• [THE TASKS]
1 > In the James Whiting interview, rewrite the stretch from "James Whiting (He/Him)" through "Good Sport Magazine.", substituting "photobooks" for "artist books".
2 > Carry the James Whiting interview forward from the point where it stops.

• [QUOTED TEXT]
In Creative Conversations with James Whiting

We return with our Creative Conversation Series.

We are back with edition three of our Creative Conversation series, a space to learn more about our community, dive into the rituals, creative lives and bathing habits of artists, writers and creatives we admire. This time, we sat down with James Whiting, photographer and artist. James shares his relationship with water and movement and how he uses them to inspire creative thinking.


black and white headshot of James Whiting

James Whiting (He/Him) is a photographer and artist based in Naarm (Melbourne), Australia, working in text and art direction too. He has published artist books, exhibited work locally and globally. He also currently co-directs Good Sport Magazine.


SOS: Hey James, wonderful to have you.  We love the tender, poetic nature of your work. Where do you do most of your creative thinking, and what do you do to inspire yourself?

Hello! Wonderful to be here. That’s very kind, thank you.

• [MATERIAL SHOWN]
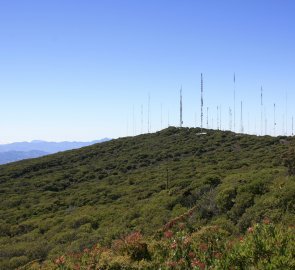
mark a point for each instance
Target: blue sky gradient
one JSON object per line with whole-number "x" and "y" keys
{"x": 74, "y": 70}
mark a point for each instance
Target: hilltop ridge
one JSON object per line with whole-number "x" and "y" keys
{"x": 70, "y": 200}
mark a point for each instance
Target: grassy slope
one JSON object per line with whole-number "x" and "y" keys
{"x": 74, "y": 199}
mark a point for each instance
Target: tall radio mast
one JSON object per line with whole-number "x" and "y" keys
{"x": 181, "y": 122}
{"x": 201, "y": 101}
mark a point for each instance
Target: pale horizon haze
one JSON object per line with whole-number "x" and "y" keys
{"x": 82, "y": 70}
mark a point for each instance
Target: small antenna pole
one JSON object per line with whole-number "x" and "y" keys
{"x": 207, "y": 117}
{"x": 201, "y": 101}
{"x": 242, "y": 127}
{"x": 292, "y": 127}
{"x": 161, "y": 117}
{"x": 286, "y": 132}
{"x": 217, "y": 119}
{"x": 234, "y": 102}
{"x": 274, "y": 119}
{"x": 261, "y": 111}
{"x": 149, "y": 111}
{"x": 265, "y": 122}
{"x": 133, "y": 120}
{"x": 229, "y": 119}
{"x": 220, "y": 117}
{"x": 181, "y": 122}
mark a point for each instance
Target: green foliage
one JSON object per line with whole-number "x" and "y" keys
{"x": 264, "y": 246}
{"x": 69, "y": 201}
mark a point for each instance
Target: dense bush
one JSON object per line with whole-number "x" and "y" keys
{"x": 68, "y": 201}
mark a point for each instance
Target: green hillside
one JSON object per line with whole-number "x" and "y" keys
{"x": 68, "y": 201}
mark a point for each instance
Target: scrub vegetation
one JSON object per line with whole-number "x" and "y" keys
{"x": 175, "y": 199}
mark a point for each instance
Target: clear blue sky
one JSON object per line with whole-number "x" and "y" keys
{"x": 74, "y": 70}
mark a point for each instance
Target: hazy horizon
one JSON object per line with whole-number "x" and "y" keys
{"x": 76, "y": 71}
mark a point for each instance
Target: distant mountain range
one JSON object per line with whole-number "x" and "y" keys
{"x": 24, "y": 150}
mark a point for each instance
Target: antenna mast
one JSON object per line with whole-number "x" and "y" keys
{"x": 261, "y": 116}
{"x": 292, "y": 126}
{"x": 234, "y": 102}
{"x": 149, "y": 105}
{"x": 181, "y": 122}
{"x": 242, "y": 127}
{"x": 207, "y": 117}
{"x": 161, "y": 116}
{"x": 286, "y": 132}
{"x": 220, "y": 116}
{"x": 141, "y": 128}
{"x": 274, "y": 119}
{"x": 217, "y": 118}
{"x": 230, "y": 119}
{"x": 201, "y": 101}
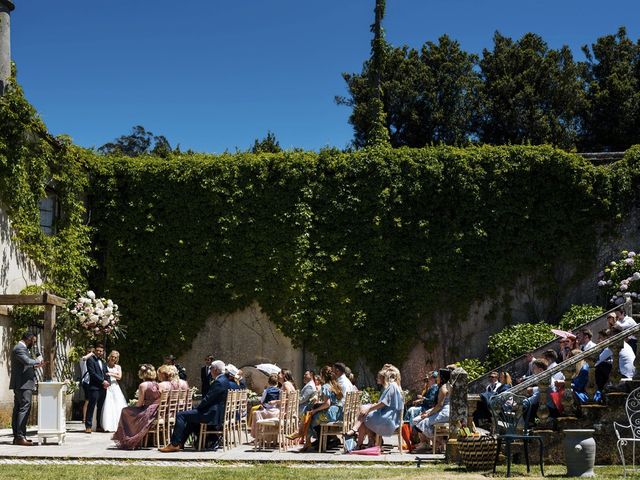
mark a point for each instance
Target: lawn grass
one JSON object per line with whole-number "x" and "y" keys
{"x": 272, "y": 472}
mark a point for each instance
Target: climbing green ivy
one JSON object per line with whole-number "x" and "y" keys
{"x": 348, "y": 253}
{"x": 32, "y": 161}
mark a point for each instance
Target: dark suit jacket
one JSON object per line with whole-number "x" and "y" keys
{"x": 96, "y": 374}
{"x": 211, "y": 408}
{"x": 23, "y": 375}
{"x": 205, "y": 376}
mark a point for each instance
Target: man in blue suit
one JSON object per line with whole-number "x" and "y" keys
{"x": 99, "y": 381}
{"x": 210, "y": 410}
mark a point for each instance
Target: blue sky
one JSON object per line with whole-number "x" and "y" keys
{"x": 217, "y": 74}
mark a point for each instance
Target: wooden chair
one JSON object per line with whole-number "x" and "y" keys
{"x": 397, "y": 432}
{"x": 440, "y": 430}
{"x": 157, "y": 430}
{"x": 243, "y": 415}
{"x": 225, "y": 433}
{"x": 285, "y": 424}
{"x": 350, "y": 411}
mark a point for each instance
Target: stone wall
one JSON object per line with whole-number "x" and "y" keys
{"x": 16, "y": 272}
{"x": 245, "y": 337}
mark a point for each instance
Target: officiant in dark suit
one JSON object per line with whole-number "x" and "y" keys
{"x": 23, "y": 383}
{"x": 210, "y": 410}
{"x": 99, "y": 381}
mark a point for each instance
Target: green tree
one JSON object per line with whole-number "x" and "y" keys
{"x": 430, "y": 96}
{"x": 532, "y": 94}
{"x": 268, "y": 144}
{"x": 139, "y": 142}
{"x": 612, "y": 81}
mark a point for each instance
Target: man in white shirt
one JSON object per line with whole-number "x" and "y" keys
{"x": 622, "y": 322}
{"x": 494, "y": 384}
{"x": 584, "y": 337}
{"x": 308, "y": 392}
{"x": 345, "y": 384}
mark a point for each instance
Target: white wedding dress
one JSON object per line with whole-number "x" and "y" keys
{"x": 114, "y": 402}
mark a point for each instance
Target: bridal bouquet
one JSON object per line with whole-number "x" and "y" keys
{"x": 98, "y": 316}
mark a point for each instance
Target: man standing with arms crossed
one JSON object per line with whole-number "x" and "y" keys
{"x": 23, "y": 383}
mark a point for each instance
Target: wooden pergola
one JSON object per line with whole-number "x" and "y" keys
==
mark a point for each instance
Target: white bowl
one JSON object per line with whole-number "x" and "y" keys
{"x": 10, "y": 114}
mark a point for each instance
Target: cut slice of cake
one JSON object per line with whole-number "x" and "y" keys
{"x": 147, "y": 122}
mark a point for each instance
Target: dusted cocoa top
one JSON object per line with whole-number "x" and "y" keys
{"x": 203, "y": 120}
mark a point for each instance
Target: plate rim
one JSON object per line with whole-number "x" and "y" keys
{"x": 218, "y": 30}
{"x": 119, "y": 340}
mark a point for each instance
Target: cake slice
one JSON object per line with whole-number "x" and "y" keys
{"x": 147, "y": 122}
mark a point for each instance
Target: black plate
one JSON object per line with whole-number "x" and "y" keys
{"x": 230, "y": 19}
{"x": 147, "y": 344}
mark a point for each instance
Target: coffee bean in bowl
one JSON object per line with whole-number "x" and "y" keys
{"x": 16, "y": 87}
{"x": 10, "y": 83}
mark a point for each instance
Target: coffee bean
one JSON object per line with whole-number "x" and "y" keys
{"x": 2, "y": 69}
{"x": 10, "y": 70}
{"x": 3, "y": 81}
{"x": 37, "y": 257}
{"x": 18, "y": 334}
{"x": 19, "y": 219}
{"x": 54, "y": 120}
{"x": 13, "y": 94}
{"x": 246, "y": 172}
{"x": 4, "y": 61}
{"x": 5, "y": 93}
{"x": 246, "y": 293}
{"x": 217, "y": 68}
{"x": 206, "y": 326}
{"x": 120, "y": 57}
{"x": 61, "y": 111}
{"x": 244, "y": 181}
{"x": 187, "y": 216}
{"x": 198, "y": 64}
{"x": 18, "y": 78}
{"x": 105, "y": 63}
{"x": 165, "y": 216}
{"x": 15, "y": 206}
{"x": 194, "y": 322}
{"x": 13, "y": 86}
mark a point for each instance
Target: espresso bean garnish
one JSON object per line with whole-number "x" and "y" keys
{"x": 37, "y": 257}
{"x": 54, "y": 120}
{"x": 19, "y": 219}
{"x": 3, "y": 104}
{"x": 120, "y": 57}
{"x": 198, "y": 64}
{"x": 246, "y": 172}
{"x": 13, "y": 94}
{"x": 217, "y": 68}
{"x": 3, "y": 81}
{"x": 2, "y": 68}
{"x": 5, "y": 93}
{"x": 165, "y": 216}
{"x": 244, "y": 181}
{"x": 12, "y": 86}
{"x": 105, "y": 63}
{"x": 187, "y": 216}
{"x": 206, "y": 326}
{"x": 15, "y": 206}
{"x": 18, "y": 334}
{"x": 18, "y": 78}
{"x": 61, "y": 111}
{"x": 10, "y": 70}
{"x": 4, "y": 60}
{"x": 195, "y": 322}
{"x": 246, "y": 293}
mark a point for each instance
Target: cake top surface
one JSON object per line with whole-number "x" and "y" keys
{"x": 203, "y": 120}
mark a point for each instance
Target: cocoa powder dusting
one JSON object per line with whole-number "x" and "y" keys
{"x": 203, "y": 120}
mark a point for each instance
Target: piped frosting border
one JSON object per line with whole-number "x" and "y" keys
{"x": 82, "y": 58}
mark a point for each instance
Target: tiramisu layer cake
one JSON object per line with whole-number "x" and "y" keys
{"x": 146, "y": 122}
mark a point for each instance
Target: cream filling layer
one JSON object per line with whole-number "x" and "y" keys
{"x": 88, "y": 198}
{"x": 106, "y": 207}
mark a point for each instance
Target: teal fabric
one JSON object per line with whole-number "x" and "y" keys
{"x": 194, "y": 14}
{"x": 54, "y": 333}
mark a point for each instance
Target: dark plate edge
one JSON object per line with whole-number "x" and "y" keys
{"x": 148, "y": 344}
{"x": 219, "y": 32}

• [EXERCISE RESULTS]
1 >
James Whiting (He/Him) is a photographer and artist based in Naarm (Melbourne), Australia, working in text and art direction too. He has published photobooks, exhibited work locally and globally. He also currently co-directs Good Sport Magazine.

2 >
My thinking space for anything creative seems so inconsistent and surprising even, but when I’m out running by myself – that’s always somewhere I can count on to a degree and where things seem to ‘happen’ most. Thinking feels more streamlined and concentrated whilst moving like that. There isn’t really any room to procrastinate there and I think I’m the most direct and honest with myself. After absorbing so much through my day to day, while running I find I can really just cut to the point and figure out what I really mean. 

Inspiration has been a bit elusive recently – I think I’ve been quite frustrated in that respect. I feel like I’m seeing so many things that feel tired and obvious, or just not my taste. There are a few milestone artists that I’ll always re-engage with when I’m feeling a bit lost – Broomberg & Chanarin, Miranda July, Mike Mills, Taryn Simon and Geoff McFetridge being some of the names at the top of that list. Looking into Installation and sculpture art, looking at any of the artists represented by Webber, and particularly paying close attention to song lyrics and music really reignites me. The feelings that I get from these things are so unexplainably tangible to me. I think I’m most inspired by anything that just really hits me in the chest. Anything with a degree of tension or unexpected beauty that leaves me with questions to ask, instead of something that just gives you all of the answers.


black and white photographs of bathhouse by james whiting

Photographs by James Whiting, a creative response to the bathhouse

SOS: When did you start using photography as a tool to create art and what led you to it?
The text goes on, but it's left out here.